Start of Supplied passage

On my second week in town, I met Henry, our 91-year-old neighbour from a few houses down. He had lost his license and seized on the prospect of new drivers to help him with his errands. His voicemails provided a daily dose of humour and normalcy during the turbulence of our first weeks of clerkship:

"Robin. I would like you to take me to Walmart. They have corn on for 37 cents and normally it’s a $1.37! I think I’ll buy a dozen. Or maybe two dozen. I can freeze them, you know.”

And then he forgot to hang up, so the voicemail continued for six minutes.

In addition to providing panic-inducing warnings about smelter fires, our neighbour Bill was always up for conversation, sharing wild stories about the town he'd lived in for over sixty years. Standing in the vacant front lot while our dogs played, he never failed to make us laugh:

"I was out last night at the burned out house up the hill doing security. Y’know, the one that blew up because they were making shatter? Anyways, the neighbours tell me it’s because a turkey exploded in the oven? ‘A turkey?’ I sez, ‘that musta been some turducken!’”

My knowledge of my neighbourhood expands in the months that follow, with a house call to drop off a compression sleeve to patients from family practice. They are an elderly Italian couple with limited mobility, and I find myself marvelling at how they must manage the steep staircases I ascended to reach their house in the upper levels of Trail's terraced streets. Unlike in a larger town, their landscape is my own, and the challenges they must face day-to-day are easier to identify when I see them again in clinic a few weeks later.

The crossover between patient and neighbour continues to blur. We had called Elderly Services a few months prior with neighbourly concerns about Henry's worsening dementia, but hadn't managed to prevent his fall and subsequent hospitalization. One day, I walk into a room for a consult and discover him in the adjacent bed, now my patient's new neighbour.

End of Supplied passage
Start of Information provided

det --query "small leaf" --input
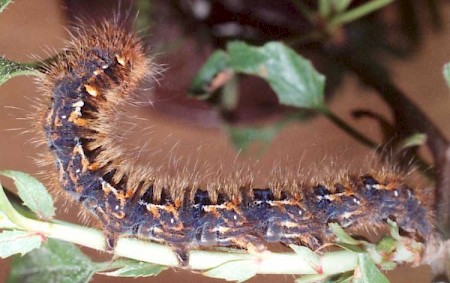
[227,41,325,109]
[0,56,40,85]
[0,210,17,229]
[443,63,450,88]
[353,254,389,283]
[0,230,43,258]
[7,239,95,283]
[331,0,352,13]
[387,219,402,240]
[289,245,323,274]
[228,123,282,149]
[0,170,55,219]
[0,0,12,13]
[376,237,396,254]
[203,260,258,282]
[190,50,229,98]
[100,258,168,278]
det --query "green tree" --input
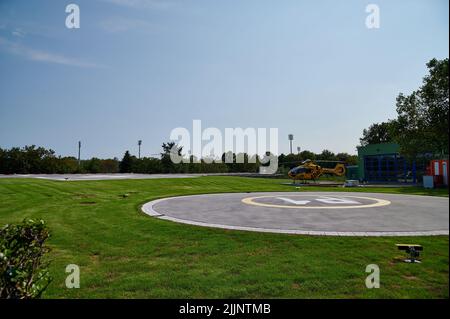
[394,58,449,157]
[161,142,183,173]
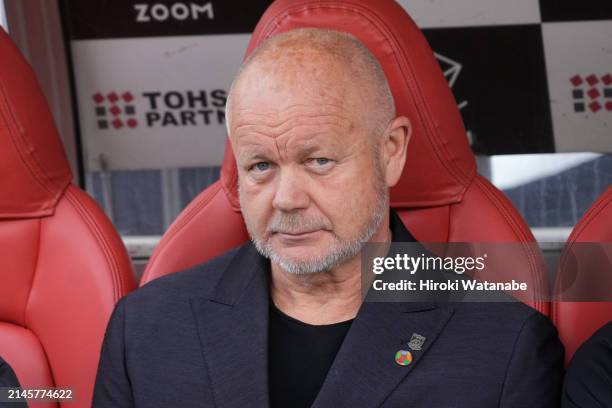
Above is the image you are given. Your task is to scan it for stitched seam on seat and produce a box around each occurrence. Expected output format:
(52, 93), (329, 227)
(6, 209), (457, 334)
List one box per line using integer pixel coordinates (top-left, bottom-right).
(262, 1), (476, 188)
(551, 189), (612, 326)
(142, 182), (225, 281)
(0, 83), (62, 197)
(66, 189), (125, 302)
(22, 218), (43, 327)
(477, 179), (544, 306)
(475, 177), (546, 310)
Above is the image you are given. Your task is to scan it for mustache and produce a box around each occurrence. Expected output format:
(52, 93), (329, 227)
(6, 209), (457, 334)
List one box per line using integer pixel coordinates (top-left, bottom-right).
(266, 213), (332, 234)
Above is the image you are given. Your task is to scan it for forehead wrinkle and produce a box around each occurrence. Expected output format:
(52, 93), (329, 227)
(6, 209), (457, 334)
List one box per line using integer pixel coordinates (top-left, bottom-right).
(232, 107), (354, 138)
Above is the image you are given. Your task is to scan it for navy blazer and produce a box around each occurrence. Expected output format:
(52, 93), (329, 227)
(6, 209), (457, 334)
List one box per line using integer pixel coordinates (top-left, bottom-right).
(93, 214), (563, 408)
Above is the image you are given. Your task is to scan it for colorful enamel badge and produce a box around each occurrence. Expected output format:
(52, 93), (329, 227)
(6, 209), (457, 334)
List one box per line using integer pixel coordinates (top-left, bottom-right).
(395, 350), (412, 365)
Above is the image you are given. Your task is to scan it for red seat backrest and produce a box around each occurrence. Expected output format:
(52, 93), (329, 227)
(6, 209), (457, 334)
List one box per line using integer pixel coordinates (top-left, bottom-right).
(0, 29), (135, 408)
(141, 0), (548, 313)
(552, 187), (612, 364)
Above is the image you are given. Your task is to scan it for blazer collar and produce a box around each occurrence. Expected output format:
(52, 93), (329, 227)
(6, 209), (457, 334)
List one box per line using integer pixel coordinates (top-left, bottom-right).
(190, 211), (453, 408)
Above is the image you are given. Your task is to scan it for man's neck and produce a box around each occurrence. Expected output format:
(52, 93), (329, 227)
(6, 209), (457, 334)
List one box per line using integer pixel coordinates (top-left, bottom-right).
(270, 219), (391, 325)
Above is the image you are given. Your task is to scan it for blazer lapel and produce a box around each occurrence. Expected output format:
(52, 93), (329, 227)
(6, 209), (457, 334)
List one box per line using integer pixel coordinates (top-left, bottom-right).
(191, 243), (269, 407)
(313, 303), (453, 408)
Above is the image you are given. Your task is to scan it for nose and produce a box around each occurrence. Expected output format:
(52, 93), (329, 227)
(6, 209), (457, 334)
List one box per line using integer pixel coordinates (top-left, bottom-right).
(272, 168), (310, 212)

End of Information provided

Task requirements:
1) Which personal names appear in the clerkship passage?
2) Can you duplicate everything in the clerkship passage from "The crossover between" down to "patient's new neighbour."?

Responses by task:
1) Henry, Robin, Bill

2)
The crossover between patient and neighbour continues to blur. We had called Elderly Services a few months prior with neighbourly concerns about Henry's worsening dementia, but hadn't managed to prevent his fall and subsequent hospitalization. One day, I walk into a room for a consult and discover him in the adjacent bed, now my patient's new neighbour.